--- Prompt ---
Reproduce the records below exactly, but leave their pictures out of the copy.

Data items

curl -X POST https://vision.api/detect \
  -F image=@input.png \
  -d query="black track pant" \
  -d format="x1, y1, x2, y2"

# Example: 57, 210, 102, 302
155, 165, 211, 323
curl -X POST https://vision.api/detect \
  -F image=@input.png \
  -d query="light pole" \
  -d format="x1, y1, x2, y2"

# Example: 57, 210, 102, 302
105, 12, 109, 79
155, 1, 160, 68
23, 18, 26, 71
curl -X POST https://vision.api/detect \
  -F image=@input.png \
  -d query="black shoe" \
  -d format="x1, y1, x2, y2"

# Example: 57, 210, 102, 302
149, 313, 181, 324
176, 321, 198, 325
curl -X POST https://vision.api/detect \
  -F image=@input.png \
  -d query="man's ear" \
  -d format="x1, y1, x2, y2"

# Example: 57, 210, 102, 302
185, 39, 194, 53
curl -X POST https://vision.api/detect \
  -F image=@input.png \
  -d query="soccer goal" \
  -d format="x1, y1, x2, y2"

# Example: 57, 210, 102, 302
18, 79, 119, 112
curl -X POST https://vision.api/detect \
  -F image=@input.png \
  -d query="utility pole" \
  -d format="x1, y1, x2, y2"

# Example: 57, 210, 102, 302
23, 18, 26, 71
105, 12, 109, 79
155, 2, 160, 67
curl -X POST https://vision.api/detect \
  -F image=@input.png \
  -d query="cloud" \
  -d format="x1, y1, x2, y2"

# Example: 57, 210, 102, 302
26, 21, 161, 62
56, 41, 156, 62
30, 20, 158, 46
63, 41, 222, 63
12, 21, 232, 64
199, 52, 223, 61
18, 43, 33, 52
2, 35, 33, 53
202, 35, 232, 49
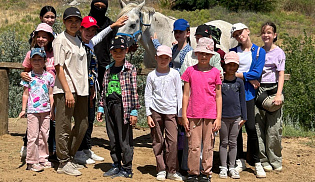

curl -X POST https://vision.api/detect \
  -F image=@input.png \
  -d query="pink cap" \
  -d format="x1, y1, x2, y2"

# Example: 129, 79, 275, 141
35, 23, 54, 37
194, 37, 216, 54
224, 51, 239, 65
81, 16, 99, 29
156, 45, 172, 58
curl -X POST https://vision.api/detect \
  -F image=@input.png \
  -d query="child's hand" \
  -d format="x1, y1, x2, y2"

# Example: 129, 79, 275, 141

--- The answer ---
curl -X POST https://vision.api/detect \
  -F image=@input.png \
  -d query="black track pant" \
  -d format="x1, y1, x2, y2"

# Example: 57, 210, 102, 302
155, 165, 211, 323
curl -X POST https://vision.api/detect \
  -F image=@input.png \
  -d query="light pole" \
  -d format="x1, y1, x2, y2"

# Example: 57, 210, 102, 302
105, 12, 109, 79
155, 1, 160, 68
23, 18, 26, 71
curl -X POST https://vision.api/detect \
  -F image=@input.png \
  -d query="black shoe" \
  -d format="x1, y1, x2, y2"

# Example: 57, 210, 102, 302
149, 313, 181, 324
176, 321, 198, 325
curl -X POST https://vision.api/detect \
  -F image=@input.png \
  -d query="man's ear" \
  -d format="x1, y1, x2, y2"

# Example: 57, 210, 102, 302
185, 39, 194, 53
curl -X POST https://vision.api/detect \
  -F image=@input.png \
  -d query="soccer goal" \
  -d format="x1, y1, x2, y2"

# Example: 57, 210, 102, 302
18, 79, 119, 112
curl -X POST https://vision.api/detect \
  -F image=@input.png \
  -d query="utility pole" \
  -d format="x1, y1, x2, y2"

# Example: 57, 210, 102, 302
23, 18, 26, 71
105, 12, 109, 79
155, 2, 160, 67
curl -X POST https://vision.api/detect \
  -F image=@input.png \
  -d query="cloud" \
  -d format="x1, y1, x2, y2"

# Example: 57, 210, 102, 302
26, 21, 161, 62
56, 41, 156, 62
30, 20, 158, 46
63, 41, 222, 63
12, 21, 232, 64
199, 52, 223, 61
18, 43, 33, 52
2, 35, 33, 53
202, 35, 232, 49

curl -X POST https://vision.api/detect \
  -F image=@input.png \
  -d query="pink cap" \
  -d format="x1, y1, x2, y2"

# Example: 129, 79, 275, 141
35, 23, 54, 37
194, 37, 216, 54
224, 51, 239, 65
81, 16, 99, 29
156, 45, 172, 58
curl -X POST https://vision.api/detect \
  -F image=@input.png \
  -d query="child's hand" \
  -d format="x1, y1, x2, y2"

# Example: 129, 79, 275, 141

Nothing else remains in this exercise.